--- begin ---

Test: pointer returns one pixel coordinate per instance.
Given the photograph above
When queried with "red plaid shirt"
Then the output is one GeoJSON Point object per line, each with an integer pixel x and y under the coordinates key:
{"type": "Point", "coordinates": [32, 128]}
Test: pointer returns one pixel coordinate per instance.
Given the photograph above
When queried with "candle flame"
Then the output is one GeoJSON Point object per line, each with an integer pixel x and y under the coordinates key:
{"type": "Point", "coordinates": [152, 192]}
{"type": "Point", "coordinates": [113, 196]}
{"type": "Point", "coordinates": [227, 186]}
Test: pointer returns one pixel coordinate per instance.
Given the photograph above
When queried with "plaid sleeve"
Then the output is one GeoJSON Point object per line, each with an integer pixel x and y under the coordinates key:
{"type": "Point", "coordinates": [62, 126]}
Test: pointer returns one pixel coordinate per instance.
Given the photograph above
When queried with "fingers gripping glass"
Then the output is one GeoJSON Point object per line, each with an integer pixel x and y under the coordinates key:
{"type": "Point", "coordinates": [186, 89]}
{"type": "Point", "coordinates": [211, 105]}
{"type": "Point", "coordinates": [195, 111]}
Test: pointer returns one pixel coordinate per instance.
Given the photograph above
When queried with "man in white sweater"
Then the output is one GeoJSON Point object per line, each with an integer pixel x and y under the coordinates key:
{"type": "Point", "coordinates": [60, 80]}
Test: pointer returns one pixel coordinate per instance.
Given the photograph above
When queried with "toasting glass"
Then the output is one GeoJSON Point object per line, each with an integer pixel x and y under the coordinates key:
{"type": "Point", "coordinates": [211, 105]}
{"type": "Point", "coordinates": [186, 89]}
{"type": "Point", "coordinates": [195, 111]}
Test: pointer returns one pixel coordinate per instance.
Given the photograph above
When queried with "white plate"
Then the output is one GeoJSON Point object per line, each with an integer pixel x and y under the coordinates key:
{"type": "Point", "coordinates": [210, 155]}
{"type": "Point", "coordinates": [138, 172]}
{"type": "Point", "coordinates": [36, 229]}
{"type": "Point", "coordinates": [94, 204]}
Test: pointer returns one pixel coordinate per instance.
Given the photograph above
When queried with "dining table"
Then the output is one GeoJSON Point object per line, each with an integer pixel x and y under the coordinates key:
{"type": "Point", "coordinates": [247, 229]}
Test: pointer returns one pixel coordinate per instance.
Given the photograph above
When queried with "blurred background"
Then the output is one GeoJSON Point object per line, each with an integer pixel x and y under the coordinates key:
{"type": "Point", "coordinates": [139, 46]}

--- end ---

* _REQUIRED WORK_
Extract each line in the items above that contains the word "plaid", and copy those lines unchanged in their original order.

* _ANSWER TO THE EXERCISE_
When queried with "red plaid shirt"
When queried with "plaid sleeve"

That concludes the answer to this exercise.